Retype every row below character for character, keeping their original order.

* The input:
──────────────────────────────

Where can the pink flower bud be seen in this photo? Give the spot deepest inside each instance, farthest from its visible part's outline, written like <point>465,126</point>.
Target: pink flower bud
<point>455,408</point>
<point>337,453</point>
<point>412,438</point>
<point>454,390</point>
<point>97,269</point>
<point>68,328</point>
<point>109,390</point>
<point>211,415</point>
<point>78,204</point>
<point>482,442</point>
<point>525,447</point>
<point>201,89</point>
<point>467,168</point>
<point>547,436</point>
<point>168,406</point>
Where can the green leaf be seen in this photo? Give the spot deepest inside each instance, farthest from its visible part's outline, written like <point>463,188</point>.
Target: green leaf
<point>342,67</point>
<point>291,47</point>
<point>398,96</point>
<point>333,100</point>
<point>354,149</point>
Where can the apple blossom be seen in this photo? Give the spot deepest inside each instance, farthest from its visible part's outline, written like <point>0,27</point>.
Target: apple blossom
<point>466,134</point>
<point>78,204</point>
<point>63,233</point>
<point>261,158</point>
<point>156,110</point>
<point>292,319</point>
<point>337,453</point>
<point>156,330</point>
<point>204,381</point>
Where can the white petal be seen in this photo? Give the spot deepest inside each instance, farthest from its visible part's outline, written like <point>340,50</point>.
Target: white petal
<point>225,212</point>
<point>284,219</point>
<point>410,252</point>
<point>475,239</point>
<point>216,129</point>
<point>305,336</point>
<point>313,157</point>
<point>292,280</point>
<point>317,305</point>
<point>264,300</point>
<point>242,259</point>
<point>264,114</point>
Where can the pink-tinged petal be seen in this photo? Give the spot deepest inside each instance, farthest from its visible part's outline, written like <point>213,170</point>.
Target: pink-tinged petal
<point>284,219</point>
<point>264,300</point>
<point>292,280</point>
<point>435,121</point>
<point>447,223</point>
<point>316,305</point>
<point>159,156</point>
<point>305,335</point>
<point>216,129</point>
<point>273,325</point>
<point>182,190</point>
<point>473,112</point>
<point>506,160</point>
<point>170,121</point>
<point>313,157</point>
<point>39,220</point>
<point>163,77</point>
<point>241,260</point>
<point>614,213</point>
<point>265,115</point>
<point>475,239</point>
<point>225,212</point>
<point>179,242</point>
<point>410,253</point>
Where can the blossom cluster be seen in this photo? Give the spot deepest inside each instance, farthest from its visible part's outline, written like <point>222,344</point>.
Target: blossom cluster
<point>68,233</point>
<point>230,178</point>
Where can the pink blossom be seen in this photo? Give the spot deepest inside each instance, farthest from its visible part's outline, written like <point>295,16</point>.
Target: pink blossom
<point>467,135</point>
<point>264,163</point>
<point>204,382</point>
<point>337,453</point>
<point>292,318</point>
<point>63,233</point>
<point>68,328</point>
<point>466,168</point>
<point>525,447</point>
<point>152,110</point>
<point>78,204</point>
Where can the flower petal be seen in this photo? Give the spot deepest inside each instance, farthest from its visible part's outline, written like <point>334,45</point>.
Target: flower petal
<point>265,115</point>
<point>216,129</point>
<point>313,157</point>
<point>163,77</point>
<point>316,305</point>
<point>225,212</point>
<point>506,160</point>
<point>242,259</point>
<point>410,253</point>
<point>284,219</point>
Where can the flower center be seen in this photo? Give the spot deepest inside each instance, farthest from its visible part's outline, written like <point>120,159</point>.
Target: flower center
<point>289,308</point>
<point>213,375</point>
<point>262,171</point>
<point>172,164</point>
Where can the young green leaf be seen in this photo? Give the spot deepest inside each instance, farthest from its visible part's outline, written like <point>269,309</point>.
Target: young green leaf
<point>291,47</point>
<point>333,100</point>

──────────────────────────────

* Result:
Where can the pink flower bud be seen in this photo? Give the spot deepest inside each instance, farthest from its visible part's outline, written like <point>465,126</point>.
Target: pink flower bud
<point>455,408</point>
<point>337,453</point>
<point>412,438</point>
<point>454,390</point>
<point>97,269</point>
<point>68,328</point>
<point>109,390</point>
<point>211,415</point>
<point>78,204</point>
<point>482,442</point>
<point>525,447</point>
<point>201,89</point>
<point>467,168</point>
<point>547,436</point>
<point>168,406</point>
Where can the green leaf be seen in this photo? Give the spot deepest inside each instance, farthest from its visible part's outline, written like <point>463,188</point>.
Target: green leaf
<point>342,67</point>
<point>291,47</point>
<point>398,96</point>
<point>333,100</point>
<point>354,149</point>
Where can the apple blossom be seen in this photo? Give the spot deepest inside each instance, farthest from its visible part's outline, written like <point>0,27</point>.
Target: apple blossom
<point>466,134</point>
<point>78,204</point>
<point>63,233</point>
<point>261,158</point>
<point>156,110</point>
<point>292,319</point>
<point>337,453</point>
<point>156,330</point>
<point>204,381</point>
Where can the white petal be seen in this photo? Give the spot deepest inside each instance, farthest from its visible part's outline, written like <point>340,50</point>.
Target: white petal
<point>225,212</point>
<point>284,219</point>
<point>410,252</point>
<point>475,239</point>
<point>216,129</point>
<point>305,336</point>
<point>313,157</point>
<point>292,280</point>
<point>317,305</point>
<point>264,300</point>
<point>242,259</point>
<point>264,114</point>
Where can the pink-tinged petal be seen in this photo? Give the spot deepest inside each instance, farthest from its visible part's outline, written like <point>213,170</point>.
Target: pink-tinged petal
<point>284,219</point>
<point>264,300</point>
<point>292,280</point>
<point>435,121</point>
<point>447,223</point>
<point>316,305</point>
<point>159,156</point>
<point>305,335</point>
<point>216,129</point>
<point>273,325</point>
<point>182,190</point>
<point>473,112</point>
<point>506,160</point>
<point>170,121</point>
<point>313,157</point>
<point>39,220</point>
<point>163,77</point>
<point>241,260</point>
<point>614,213</point>
<point>265,115</point>
<point>475,239</point>
<point>225,212</point>
<point>179,242</point>
<point>410,253</point>
Where can the blossom cluster be seen in this photo? Give the spot deepest inside each instance, farthest from its visible part's outline, written like <point>222,344</point>.
Target: blossom cluster
<point>68,233</point>
<point>230,178</point>
Where can the pink blossom be seen in this photo? Give the spot deepest inside each instance, farthest from its visible part's outline, written like <point>295,16</point>.
Target: pink blossom
<point>467,135</point>
<point>264,163</point>
<point>204,382</point>
<point>337,453</point>
<point>292,318</point>
<point>63,233</point>
<point>68,328</point>
<point>466,168</point>
<point>525,447</point>
<point>152,110</point>
<point>78,204</point>
Where can the flower petal be seen in this photo? Give the spot deepest inside each instance, farthest from its visible part's outline, written like <point>334,45</point>.
Target: flower petal
<point>265,115</point>
<point>216,129</point>
<point>313,157</point>
<point>163,77</point>
<point>316,305</point>
<point>225,212</point>
<point>506,160</point>
<point>242,259</point>
<point>410,253</point>
<point>284,219</point>
Where can the flower center be seen in this photo? Give the spot deepest inside each instance, farthest from its visible part's outline, written like <point>120,159</point>.
Target: flower center
<point>289,308</point>
<point>213,375</point>
<point>262,171</point>
<point>172,164</point>
Where can the young green leaf be seen in this photo? Give the spot deepest inside each instance, farthest from its visible part's outline, written like <point>269,309</point>.
Target: young green leaf
<point>291,47</point>
<point>333,100</point>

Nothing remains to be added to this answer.